**課題 1:** 子猫ライフについての文章で、動物病院で判明した鼻水の原因は何だったか。
**課題 2:** 子猫ライフについての文章を、最後の文の後から書き継いでほしい。

**ページ抜粋:**
何かがおかしい…!?
鼻水が止まらず息をするのもやっとという状態。
それになにより右目が気がかりだ。
マブタは上下くっついてしまっている。 濡れたティッシュでそっと拭いてマブタをあけてみると眼球は異様なほど赤く腫れ白濁し、横から見ればわかるほど目は飛び出していた。
マブタの内側の皮膚も腫れてめくれあげたように右目の半分を覆っていた。
『 この子は治らないかもしれない… 』
瞳を見た瞬間そう思った。
『 ライフ 』が家に来た翌日、かかりつけの動物病院へ連れて行った。
風邪だと思われた鼻水も風邪ではなく猫ウイルスによるものと判明。
それにより、幼く抵抗力の無かったライフの兄弟達は皆死んでしまったのだ。
このウイルスは厄介で抵抗力が無くなれば、また顔を出すという完治しないものなのだそうだ。
病院の先生の話によれば『 この子もあと1週間遅ければ確実に死んでいただろう 』 と…
気になっていた右目は
『 この子の目はたぶんもう見えていないと思いますよ。これからの回復は見込めないと思います 』
やはり…。 無理かもしれないと感じつつ、もしかしたらという期待もあっただけに先生の言葉は重かった。
家に戻って来てから少しでも良くなるようにと毎日欠かさず目薬をさした。

**抽出エントリ:**
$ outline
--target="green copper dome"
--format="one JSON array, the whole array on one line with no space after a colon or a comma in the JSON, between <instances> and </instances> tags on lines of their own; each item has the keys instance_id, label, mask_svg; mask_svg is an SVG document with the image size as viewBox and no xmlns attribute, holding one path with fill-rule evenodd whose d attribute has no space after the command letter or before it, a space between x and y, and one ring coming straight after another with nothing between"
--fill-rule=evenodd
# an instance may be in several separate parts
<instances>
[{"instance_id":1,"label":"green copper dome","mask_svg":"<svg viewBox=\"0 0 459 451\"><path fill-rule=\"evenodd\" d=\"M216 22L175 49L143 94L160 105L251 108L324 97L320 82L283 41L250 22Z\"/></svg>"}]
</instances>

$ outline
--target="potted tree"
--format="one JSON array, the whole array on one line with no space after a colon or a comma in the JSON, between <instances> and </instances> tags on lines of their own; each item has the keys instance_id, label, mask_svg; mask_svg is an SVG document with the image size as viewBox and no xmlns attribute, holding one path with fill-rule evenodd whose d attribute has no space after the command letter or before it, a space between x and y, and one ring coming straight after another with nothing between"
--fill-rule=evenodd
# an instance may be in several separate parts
==
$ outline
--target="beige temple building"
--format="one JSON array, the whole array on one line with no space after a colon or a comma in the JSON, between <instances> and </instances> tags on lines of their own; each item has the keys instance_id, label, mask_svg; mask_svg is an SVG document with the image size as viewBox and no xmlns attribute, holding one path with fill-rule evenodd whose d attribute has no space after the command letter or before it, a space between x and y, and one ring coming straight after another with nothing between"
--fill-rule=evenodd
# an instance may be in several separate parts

**模範解答 1:** 風邪ではなく、猫ウイルスによるものだった。

**模範解答 2:**
もしかしたら見えるようになるかもしれない。 少しでも見えるようになればと。
諦めきれずネットで【 眼科専門の動物病院 】を探した。
そこでの話は
先生:『 角膜移植により目は見えるようになりますよ 』
希望が見えたように思えたがそこには大きな問題が…
『 別の猫の角膜を移植する 』 ということ。
別の猫を犠牲にしてまで治してなんになる?
それがたとえ死んだ猫の角膜であってもその子に傷をつけてしまう。 それで目が見えるようになっても喜べるのか?
結果、出した答えは家族全員NO!!
右目が見えなくたって左目があるじゃないか!! 両目を失った猫だっているのに片目があるだけありがたいじゃないか!! 生きていけるじゃないか!!
こうして、右目を失った独眼竜『 ライフ 』の生活がはじまった。